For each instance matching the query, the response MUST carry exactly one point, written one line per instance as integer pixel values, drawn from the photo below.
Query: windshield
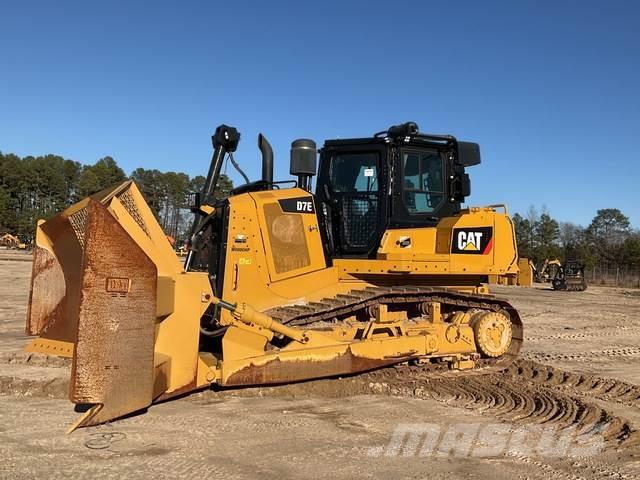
(423, 181)
(354, 172)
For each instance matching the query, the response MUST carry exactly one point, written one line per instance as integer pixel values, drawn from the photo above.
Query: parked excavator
(11, 241)
(570, 276)
(547, 270)
(380, 266)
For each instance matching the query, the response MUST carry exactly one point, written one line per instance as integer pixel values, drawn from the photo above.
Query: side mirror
(303, 158)
(468, 154)
(460, 187)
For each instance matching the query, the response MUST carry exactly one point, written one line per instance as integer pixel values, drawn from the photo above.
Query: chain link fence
(613, 277)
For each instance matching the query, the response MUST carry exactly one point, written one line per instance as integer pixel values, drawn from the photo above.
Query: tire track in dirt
(585, 356)
(527, 392)
(611, 332)
(608, 332)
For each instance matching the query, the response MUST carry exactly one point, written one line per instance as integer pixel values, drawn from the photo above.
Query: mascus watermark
(491, 440)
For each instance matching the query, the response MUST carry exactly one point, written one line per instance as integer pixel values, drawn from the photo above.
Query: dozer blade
(113, 360)
(103, 293)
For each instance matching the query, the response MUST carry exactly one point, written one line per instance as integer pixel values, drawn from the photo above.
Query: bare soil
(579, 372)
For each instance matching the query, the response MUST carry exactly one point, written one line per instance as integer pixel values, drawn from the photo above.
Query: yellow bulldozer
(380, 266)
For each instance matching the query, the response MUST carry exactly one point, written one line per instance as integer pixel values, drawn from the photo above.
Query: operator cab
(398, 178)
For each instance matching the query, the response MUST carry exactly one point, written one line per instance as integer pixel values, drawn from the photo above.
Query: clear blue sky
(549, 89)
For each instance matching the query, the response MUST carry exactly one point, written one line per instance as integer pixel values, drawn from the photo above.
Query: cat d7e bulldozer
(380, 266)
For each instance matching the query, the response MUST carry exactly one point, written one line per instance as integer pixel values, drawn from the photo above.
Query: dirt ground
(569, 408)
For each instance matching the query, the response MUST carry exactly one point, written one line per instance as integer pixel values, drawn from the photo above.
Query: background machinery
(546, 271)
(570, 276)
(380, 266)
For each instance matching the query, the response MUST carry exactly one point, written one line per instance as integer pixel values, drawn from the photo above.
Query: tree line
(607, 242)
(40, 187)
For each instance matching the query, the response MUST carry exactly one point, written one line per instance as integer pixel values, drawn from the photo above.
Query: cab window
(354, 172)
(423, 181)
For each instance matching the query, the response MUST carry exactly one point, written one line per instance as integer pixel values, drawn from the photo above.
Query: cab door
(352, 195)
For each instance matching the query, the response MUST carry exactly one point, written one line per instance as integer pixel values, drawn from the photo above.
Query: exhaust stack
(267, 158)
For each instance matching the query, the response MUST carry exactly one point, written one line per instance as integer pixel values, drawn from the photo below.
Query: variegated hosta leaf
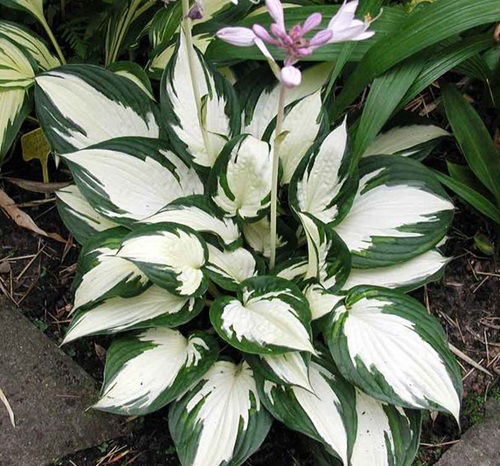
(134, 73)
(31, 43)
(14, 108)
(101, 274)
(33, 7)
(257, 234)
(16, 69)
(79, 216)
(322, 184)
(172, 256)
(220, 116)
(229, 268)
(269, 316)
(241, 180)
(386, 435)
(220, 421)
(329, 261)
(260, 113)
(154, 307)
(130, 179)
(407, 275)
(321, 301)
(145, 372)
(81, 105)
(290, 368)
(201, 214)
(399, 211)
(325, 413)
(387, 344)
(404, 140)
(301, 126)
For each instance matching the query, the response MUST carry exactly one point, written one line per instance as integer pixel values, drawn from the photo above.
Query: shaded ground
(466, 300)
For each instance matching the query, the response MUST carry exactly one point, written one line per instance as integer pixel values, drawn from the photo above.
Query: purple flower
(342, 27)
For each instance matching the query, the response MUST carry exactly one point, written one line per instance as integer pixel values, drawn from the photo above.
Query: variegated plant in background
(174, 204)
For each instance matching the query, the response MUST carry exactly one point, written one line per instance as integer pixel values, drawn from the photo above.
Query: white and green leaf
(82, 105)
(16, 69)
(172, 256)
(221, 118)
(221, 420)
(130, 179)
(269, 316)
(143, 373)
(153, 307)
(290, 368)
(229, 268)
(399, 212)
(79, 216)
(241, 179)
(323, 182)
(325, 412)
(30, 43)
(388, 345)
(14, 108)
(201, 214)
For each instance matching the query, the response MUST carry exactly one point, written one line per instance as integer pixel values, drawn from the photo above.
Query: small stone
(49, 394)
(479, 446)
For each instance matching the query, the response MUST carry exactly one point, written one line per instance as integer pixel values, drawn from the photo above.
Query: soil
(466, 301)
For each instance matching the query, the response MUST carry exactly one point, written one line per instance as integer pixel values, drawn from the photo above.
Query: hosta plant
(232, 325)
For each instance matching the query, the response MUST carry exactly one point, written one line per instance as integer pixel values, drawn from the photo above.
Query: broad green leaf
(386, 434)
(325, 413)
(145, 372)
(399, 211)
(221, 118)
(329, 261)
(426, 27)
(385, 94)
(172, 256)
(130, 179)
(323, 183)
(78, 215)
(269, 316)
(81, 105)
(134, 73)
(240, 182)
(404, 140)
(406, 275)
(153, 307)
(31, 43)
(33, 7)
(301, 125)
(223, 52)
(290, 368)
(471, 196)
(229, 268)
(14, 108)
(201, 214)
(443, 61)
(16, 69)
(388, 345)
(474, 139)
(219, 421)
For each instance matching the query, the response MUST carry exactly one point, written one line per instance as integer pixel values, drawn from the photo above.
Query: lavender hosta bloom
(342, 27)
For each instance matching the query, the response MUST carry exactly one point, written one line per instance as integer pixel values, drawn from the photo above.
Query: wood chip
(23, 219)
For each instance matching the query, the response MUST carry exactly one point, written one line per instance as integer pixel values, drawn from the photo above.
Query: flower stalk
(274, 181)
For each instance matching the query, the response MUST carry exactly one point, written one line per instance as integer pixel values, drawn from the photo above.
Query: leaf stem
(274, 180)
(186, 27)
(52, 38)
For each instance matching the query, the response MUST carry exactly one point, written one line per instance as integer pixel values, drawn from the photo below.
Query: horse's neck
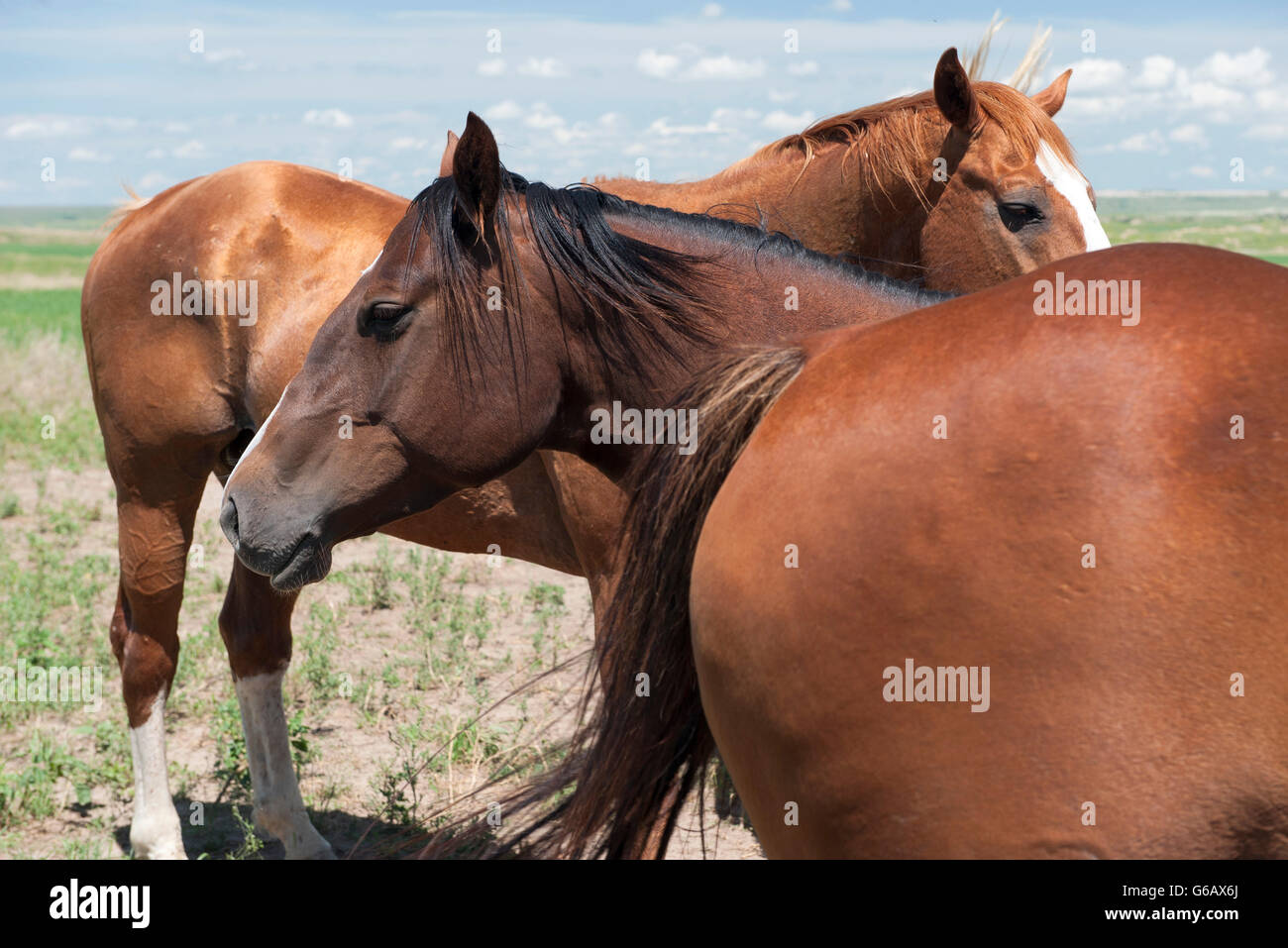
(840, 204)
(754, 291)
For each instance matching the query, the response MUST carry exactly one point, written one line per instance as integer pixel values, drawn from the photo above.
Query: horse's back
(288, 241)
(1095, 511)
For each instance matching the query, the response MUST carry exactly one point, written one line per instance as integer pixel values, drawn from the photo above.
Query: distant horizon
(1102, 194)
(1160, 98)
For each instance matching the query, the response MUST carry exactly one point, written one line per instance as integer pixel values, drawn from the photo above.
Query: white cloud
(544, 68)
(501, 111)
(1267, 132)
(154, 180)
(725, 67)
(40, 128)
(664, 128)
(657, 64)
(1091, 75)
(86, 155)
(329, 117)
(1155, 72)
(541, 117)
(786, 123)
(1189, 134)
(1211, 95)
(1142, 142)
(1243, 68)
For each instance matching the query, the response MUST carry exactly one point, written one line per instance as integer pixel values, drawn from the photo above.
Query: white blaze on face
(1073, 187)
(254, 441)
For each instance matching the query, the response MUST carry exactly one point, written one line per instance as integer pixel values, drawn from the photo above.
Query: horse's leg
(154, 539)
(256, 623)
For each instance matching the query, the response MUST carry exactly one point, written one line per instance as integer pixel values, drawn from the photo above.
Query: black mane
(626, 288)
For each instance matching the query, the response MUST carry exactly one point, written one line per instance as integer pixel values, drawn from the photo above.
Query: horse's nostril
(228, 522)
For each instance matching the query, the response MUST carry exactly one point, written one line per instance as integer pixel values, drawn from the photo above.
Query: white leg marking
(1073, 187)
(278, 806)
(155, 827)
(254, 441)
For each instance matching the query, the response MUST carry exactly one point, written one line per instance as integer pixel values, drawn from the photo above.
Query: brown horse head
(1012, 168)
(958, 187)
(456, 355)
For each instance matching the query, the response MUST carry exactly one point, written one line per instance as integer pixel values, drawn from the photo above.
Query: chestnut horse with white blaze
(934, 479)
(960, 187)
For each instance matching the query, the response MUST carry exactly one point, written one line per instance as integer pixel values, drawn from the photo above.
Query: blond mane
(892, 136)
(889, 136)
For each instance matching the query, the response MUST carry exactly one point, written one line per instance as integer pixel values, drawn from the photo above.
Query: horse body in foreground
(1111, 719)
(961, 187)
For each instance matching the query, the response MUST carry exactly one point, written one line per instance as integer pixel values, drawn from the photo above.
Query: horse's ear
(1052, 97)
(445, 166)
(477, 168)
(953, 93)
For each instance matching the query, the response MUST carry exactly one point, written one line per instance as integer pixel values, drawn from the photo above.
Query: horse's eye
(1017, 214)
(382, 320)
(387, 312)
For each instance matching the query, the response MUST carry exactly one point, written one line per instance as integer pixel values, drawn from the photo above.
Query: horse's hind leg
(257, 627)
(154, 540)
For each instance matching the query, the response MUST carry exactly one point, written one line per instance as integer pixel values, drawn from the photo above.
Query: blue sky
(112, 91)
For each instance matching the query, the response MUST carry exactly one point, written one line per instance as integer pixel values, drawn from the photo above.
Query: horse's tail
(125, 209)
(647, 745)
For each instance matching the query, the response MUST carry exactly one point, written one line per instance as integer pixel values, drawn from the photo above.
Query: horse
(303, 236)
(1070, 485)
(1086, 510)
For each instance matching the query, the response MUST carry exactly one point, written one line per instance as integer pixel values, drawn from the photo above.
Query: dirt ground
(395, 653)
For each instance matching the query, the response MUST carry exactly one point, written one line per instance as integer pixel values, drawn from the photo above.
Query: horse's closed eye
(382, 320)
(387, 312)
(1017, 215)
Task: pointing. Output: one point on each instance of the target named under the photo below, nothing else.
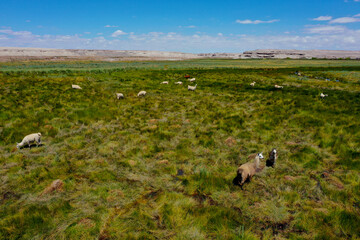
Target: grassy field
(161, 167)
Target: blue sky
(187, 26)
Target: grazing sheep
(75, 86)
(31, 138)
(192, 88)
(247, 170)
(119, 95)
(323, 95)
(272, 158)
(142, 94)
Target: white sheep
(142, 94)
(323, 95)
(247, 170)
(119, 95)
(31, 138)
(272, 158)
(192, 88)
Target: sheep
(247, 170)
(323, 95)
(192, 88)
(34, 137)
(272, 158)
(142, 94)
(119, 95)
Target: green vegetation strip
(162, 166)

# # # # #

▶ TASK PROMPT: Extract the run of lines from the line holding "Task: pointing. Output: one" through the final line of the material above, exactly and inclusively. Leave the pictures behind.

▶ ANSWER TO THIS PROBLEM:
Task: pointing. Output: one point on each instance of the target named under the photo below, nothing else.
Target: grassy field
(161, 167)
Target: blue sky
(187, 26)
Target: grazing sheep
(75, 86)
(31, 138)
(192, 88)
(247, 170)
(119, 95)
(323, 95)
(272, 158)
(142, 94)
Target: white sheep
(142, 94)
(323, 95)
(247, 170)
(119, 95)
(31, 138)
(272, 158)
(192, 88)
Target: sheep
(247, 170)
(323, 95)
(192, 88)
(34, 137)
(272, 158)
(142, 94)
(119, 95)
Target: green vegetation strip
(162, 166)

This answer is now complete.